* [Required task] Could you extract every line below and copy each one out without changing anything?

* [Provided records]
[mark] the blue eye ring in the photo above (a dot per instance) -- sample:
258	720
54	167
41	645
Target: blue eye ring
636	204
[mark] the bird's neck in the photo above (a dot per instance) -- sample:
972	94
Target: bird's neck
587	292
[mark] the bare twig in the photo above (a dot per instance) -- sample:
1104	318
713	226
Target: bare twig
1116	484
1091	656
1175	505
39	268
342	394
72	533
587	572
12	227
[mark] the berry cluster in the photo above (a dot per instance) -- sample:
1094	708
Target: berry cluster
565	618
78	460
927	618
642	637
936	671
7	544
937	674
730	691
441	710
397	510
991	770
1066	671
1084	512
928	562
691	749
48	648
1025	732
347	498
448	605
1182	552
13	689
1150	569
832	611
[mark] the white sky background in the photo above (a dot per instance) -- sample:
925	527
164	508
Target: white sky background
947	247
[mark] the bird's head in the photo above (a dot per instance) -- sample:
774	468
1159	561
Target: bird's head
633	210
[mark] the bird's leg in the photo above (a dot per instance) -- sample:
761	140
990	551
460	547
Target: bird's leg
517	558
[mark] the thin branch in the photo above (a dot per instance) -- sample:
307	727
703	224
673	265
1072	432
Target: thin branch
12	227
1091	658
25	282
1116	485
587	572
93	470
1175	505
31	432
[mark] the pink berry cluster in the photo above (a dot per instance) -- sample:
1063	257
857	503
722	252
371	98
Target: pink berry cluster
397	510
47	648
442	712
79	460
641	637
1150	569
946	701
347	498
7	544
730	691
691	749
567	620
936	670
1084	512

* [Response to the exercise]
[mark] the blue eye ring in the photo above (a dot per instance) -- sample:
258	720
54	167
41	645
Target: blue eye ring
636	204
[mark] the bird's neck in the photo above (a dot per instance) -- sample:
972	94
Target: bird's neck
587	292
[mark] the bare twig in the photo above (a dot per instance) -- sample:
1104	318
713	226
Target: bare twig
1116	484
1091	656
1175	505
39	268
342	394
72	533
587	572
12	227
[mark] the berry cluster in the photo above (a dot per instance) -- sample:
1094	708
Target: berry cluster
565	618
78	460
927	618
642	637
936	671
7	544
937	674
730	691
441	710
397	510
991	770
1066	671
1084	512
928	562
691	749
48	648
1025	732
347	498
448	605
1182	552
13	689
1150	569
832	611
[mark] the white sky background in the photo above (a dot per instance) -- sample:
925	527
164	508
Target: white sky background
947	247
[mark] the bird's head in the photo above (a dot per instance) -- sample:
774	468
1159	561
Target: bird's head
633	210
[mark] the bird's leg in the photo above (a dot per instance) -- sample:
761	140
990	551
460	547
Target: bird's leg
517	558
[mark] the thin branch in the photo above (a dot per instance) -- sample:
307	727
703	224
673	265
1072	432
Target: thin branch
12	227
1091	658
25	282
1116	485
587	572
93	470
1175	505
31	432
[mark] the pink berry cluster in the photo above (a dot per instance) -- sample:
1063	257
857	503
722	252
371	98
Target: pink berry cluster
397	510
47	648
442	712
79	460
641	637
1150	569
946	701
347	498
7	544
730	691
691	749
567	620
936	670
1084	512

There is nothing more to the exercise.